> [Requirements]: Put every line of the records below into a JSON list of strings, one string per line, leaving out blank lines.

- - -

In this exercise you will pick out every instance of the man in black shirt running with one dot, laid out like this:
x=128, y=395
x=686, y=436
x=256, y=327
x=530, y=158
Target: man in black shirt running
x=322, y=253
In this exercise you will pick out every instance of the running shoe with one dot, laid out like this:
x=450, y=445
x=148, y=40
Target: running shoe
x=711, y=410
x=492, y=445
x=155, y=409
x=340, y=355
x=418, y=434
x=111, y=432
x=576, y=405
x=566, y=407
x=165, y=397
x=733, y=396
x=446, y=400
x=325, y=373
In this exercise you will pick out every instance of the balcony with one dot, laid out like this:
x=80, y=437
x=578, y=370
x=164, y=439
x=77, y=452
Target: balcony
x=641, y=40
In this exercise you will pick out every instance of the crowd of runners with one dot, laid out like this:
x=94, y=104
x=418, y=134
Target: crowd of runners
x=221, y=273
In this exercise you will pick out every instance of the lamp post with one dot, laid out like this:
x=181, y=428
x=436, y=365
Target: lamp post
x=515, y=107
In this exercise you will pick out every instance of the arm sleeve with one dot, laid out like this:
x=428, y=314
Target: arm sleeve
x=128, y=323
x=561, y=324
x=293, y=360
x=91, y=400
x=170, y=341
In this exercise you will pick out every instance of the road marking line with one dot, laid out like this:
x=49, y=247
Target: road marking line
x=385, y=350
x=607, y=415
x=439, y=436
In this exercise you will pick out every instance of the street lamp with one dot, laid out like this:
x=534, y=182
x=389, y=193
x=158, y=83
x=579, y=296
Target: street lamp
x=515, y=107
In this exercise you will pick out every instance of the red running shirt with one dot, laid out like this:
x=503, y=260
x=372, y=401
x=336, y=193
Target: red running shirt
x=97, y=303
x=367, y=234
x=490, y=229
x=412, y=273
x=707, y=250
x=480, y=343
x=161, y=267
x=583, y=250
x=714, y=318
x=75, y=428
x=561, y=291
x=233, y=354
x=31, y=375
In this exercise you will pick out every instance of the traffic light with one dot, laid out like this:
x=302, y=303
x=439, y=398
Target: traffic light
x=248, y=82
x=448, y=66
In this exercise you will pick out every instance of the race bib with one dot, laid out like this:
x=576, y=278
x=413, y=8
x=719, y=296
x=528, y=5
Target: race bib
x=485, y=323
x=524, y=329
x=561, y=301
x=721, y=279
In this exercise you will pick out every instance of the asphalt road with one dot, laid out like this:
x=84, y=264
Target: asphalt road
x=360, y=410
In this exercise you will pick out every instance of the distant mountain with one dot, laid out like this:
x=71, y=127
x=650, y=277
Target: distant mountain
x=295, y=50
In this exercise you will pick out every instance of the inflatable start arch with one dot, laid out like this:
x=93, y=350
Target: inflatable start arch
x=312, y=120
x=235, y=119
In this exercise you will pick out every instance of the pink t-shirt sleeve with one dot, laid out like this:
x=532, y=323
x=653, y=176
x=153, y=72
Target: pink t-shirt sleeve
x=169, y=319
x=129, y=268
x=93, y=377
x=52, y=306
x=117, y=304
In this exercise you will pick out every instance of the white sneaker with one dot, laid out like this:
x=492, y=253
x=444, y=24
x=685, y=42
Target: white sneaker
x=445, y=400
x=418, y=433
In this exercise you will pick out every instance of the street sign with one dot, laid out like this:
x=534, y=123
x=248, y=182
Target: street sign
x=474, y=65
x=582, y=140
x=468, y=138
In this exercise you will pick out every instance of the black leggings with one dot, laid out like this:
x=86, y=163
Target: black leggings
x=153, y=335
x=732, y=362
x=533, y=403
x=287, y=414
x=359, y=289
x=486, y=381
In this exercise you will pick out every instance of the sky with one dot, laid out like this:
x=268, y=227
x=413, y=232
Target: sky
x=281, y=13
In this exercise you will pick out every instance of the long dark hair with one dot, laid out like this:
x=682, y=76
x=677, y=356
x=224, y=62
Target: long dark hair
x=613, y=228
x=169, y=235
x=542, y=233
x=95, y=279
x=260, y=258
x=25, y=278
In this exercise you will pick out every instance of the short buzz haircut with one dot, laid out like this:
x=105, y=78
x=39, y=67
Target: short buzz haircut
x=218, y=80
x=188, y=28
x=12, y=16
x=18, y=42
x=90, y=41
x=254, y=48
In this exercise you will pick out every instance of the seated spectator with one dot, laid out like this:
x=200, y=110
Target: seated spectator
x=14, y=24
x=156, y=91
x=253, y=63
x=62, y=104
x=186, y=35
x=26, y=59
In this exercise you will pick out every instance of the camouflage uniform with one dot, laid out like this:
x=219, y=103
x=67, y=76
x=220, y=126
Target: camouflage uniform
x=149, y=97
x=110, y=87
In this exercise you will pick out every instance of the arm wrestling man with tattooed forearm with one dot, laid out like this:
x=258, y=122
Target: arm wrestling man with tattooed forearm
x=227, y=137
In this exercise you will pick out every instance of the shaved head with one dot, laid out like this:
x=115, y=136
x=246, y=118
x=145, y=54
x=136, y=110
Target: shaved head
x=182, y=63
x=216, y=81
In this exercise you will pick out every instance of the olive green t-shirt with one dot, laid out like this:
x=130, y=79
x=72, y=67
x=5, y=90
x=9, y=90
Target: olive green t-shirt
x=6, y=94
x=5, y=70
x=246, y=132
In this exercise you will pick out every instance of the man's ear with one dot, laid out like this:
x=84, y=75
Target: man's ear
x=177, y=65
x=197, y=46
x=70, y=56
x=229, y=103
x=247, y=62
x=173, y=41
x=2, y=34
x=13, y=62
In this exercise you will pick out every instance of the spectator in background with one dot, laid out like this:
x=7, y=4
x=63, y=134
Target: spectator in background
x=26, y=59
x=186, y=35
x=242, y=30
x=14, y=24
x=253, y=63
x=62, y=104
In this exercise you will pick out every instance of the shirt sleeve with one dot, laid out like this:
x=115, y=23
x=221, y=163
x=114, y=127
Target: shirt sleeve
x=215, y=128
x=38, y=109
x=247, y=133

- - -

> [Exercise solution]:
[
  "In this exercise you will pick out every instance of the man in black shirt running with one dot, laid out like this:",
  "x=128, y=395",
  "x=686, y=436",
  "x=256, y=327",
  "x=530, y=158",
  "Target: man in black shirt running",
  "x=322, y=253",
  "In this exercise you will pick out every instance of the running shoe with one dot, laid out like this:",
  "x=450, y=445",
  "x=148, y=40",
  "Target: running shoe",
  "x=711, y=410",
  "x=492, y=445",
  "x=155, y=409",
  "x=340, y=355",
  "x=418, y=434",
  "x=111, y=432",
  "x=576, y=405",
  "x=566, y=407",
  "x=165, y=397",
  "x=733, y=396",
  "x=446, y=400",
  "x=325, y=373",
  "In this exercise you will pick out every instance of the balcony with one dot, laid out like this:",
  "x=80, y=437",
  "x=578, y=370",
  "x=164, y=439",
  "x=77, y=452",
  "Target: balcony",
  "x=641, y=40",
  "In this exercise you will pick out every instance of the crowd of runners with one dot, laid out like this:",
  "x=94, y=104",
  "x=418, y=134",
  "Target: crowd of runners",
  "x=221, y=273",
  "In this exercise you will pick out every instance of the lamp post with one dot, laid out like this:",
  "x=181, y=428",
  "x=436, y=365",
  "Target: lamp post",
  "x=515, y=107",
  "In this exercise you will pick out every instance of the arm sleeve with one dot, laid out like this:",
  "x=428, y=314",
  "Target: arm sleeve",
  "x=128, y=323",
  "x=561, y=324",
  "x=293, y=360",
  "x=91, y=400",
  "x=170, y=341",
  "In this exercise you will pick out every instance of the road marking line with one dot, laid out like this:",
  "x=49, y=247",
  "Target: road marking line",
  "x=385, y=350",
  "x=607, y=415",
  "x=439, y=436",
  "In this exercise you will pick out every instance of the street lamp with one dot, laid out like this:",
  "x=534, y=182",
  "x=389, y=193",
  "x=158, y=83",
  "x=579, y=296",
  "Target: street lamp",
  "x=515, y=107",
  "In this exercise you will pick out every instance of the red running shirt with one dot, laid out like this:",
  "x=503, y=260",
  "x=372, y=401",
  "x=336, y=193",
  "Target: red running shirt",
  "x=97, y=303",
  "x=367, y=234",
  "x=490, y=229",
  "x=412, y=273",
  "x=707, y=250",
  "x=480, y=343",
  "x=161, y=267",
  "x=583, y=250",
  "x=714, y=318",
  "x=75, y=428",
  "x=561, y=291",
  "x=233, y=354",
  "x=31, y=375",
  "In this exercise you will pick out every instance of the traffic light with one dot, laid out like this:",
  "x=302, y=303",
  "x=439, y=398",
  "Target: traffic light",
  "x=248, y=82",
  "x=448, y=66",
  "In this exercise you will pick out every instance of the race bib with one dot, laid out like this:",
  "x=576, y=278",
  "x=413, y=8",
  "x=719, y=296",
  "x=528, y=5",
  "Target: race bib",
  "x=485, y=323",
  "x=524, y=329",
  "x=561, y=301",
  "x=721, y=279",
  "In this exercise you will pick out every instance of the asphalt road with one dot, laid out like this:",
  "x=84, y=264",
  "Target: asphalt road",
  "x=360, y=410",
  "In this exercise you will pick out every instance of the distant mountain with one dot, laid out like this:",
  "x=71, y=127",
  "x=650, y=277",
  "Target: distant mountain",
  "x=295, y=50",
  "In this exercise you will pick out every instance of the inflatable start arch with one dot, laid out like this:",
  "x=93, y=350",
  "Target: inflatable start arch",
  "x=312, y=120",
  "x=235, y=119",
  "In this exercise you will pick out every instance of the pink t-shirt sleeve with one dot, laid out like this:",
  "x=532, y=323",
  "x=653, y=176",
  "x=153, y=72",
  "Target: pink t-shirt sleeve",
  "x=169, y=319",
  "x=129, y=268",
  "x=93, y=377",
  "x=52, y=306",
  "x=117, y=304",
  "In this exercise you will pick out every instance of the white sneaker with one dot, laid out like this:",
  "x=492, y=253",
  "x=444, y=24",
  "x=685, y=42",
  "Target: white sneaker",
  "x=445, y=400",
  "x=418, y=433",
  "In this exercise you will pick out every instance of the street sign with one dot, laid out like this:",
  "x=534, y=123",
  "x=248, y=182",
  "Target: street sign",
  "x=474, y=65",
  "x=582, y=140",
  "x=468, y=138",
  "In this exercise you will pick out every instance of the black leggings with one dot, laid out like this:",
  "x=86, y=163",
  "Target: black leggings",
  "x=153, y=335",
  "x=732, y=362",
  "x=533, y=403",
  "x=287, y=414",
  "x=359, y=289",
  "x=486, y=381",
  "In this exercise you will pick out every instance of the sky with one dot, laid out like this:",
  "x=268, y=227",
  "x=413, y=232",
  "Target: sky",
  "x=281, y=13",
  "In this exercise you will pick out every instance of the long dark hair with one dot, laid out like this:",
  "x=682, y=76",
  "x=677, y=356",
  "x=224, y=62",
  "Target: long dark hair",
  "x=613, y=228",
  "x=169, y=235",
  "x=542, y=233",
  "x=95, y=279",
  "x=260, y=258",
  "x=25, y=278",
  "In this exercise you will pick out every instance of the short buzz haircut with one dot, laid out like this:",
  "x=105, y=78",
  "x=39, y=67",
  "Target: short buzz haircut",
  "x=218, y=80",
  "x=188, y=28",
  "x=12, y=16",
  "x=18, y=42",
  "x=90, y=41",
  "x=254, y=48",
  "In this exercise you will pick out every instance of the seated spectator with one dot, laid out like this:",
  "x=200, y=110",
  "Target: seated spectator",
  "x=14, y=24",
  "x=156, y=91",
  "x=253, y=63",
  "x=62, y=104",
  "x=186, y=35",
  "x=26, y=59",
  "In this exercise you will pick out every instance of the camouflage uniform with one dot, laid out like this:",
  "x=219, y=103",
  "x=67, y=76",
  "x=220, y=126",
  "Target: camouflage uniform",
  "x=149, y=97",
  "x=110, y=87",
  "In this exercise you will pick out every instance of the arm wrestling man with tattooed forearm with one dot, laid out like this:",
  "x=258, y=122",
  "Target: arm wrestling man with tattooed forearm",
  "x=227, y=137",
  "In this exercise you will pick out every instance of the shaved head with one dot, laid out like this:",
  "x=115, y=136",
  "x=246, y=118",
  "x=145, y=54",
  "x=136, y=110",
  "Target: shaved head",
  "x=182, y=63",
  "x=216, y=81",
  "In this exercise you will pick out every instance of the olive green t-shirt with one dot, laid out like this:",
  "x=130, y=79",
  "x=72, y=67",
  "x=5, y=90",
  "x=9, y=90",
  "Target: olive green t-shirt",
  "x=6, y=94",
  "x=5, y=70",
  "x=246, y=132",
  "In this exercise you will pick out every instance of the man's ear with one dot, laid out like this:",
  "x=84, y=75",
  "Target: man's ear",
  "x=177, y=65",
  "x=197, y=46",
  "x=70, y=56",
  "x=229, y=103",
  "x=247, y=62",
  "x=173, y=41",
  "x=2, y=34",
  "x=13, y=62",
  "In this exercise you will pick out every instance of the spectator in background with one dot, laid out like this:",
  "x=7, y=4",
  "x=63, y=134",
  "Target: spectator in background",
  "x=26, y=59",
  "x=186, y=35",
  "x=242, y=30",
  "x=14, y=24",
  "x=253, y=63",
  "x=62, y=104",
  "In this exercise you will pick out every instance of the shirt sleeve with one dot, laid out like this:",
  "x=115, y=23",
  "x=221, y=163",
  "x=114, y=127",
  "Target: shirt sleeve",
  "x=215, y=128",
  "x=38, y=109",
  "x=247, y=133"
]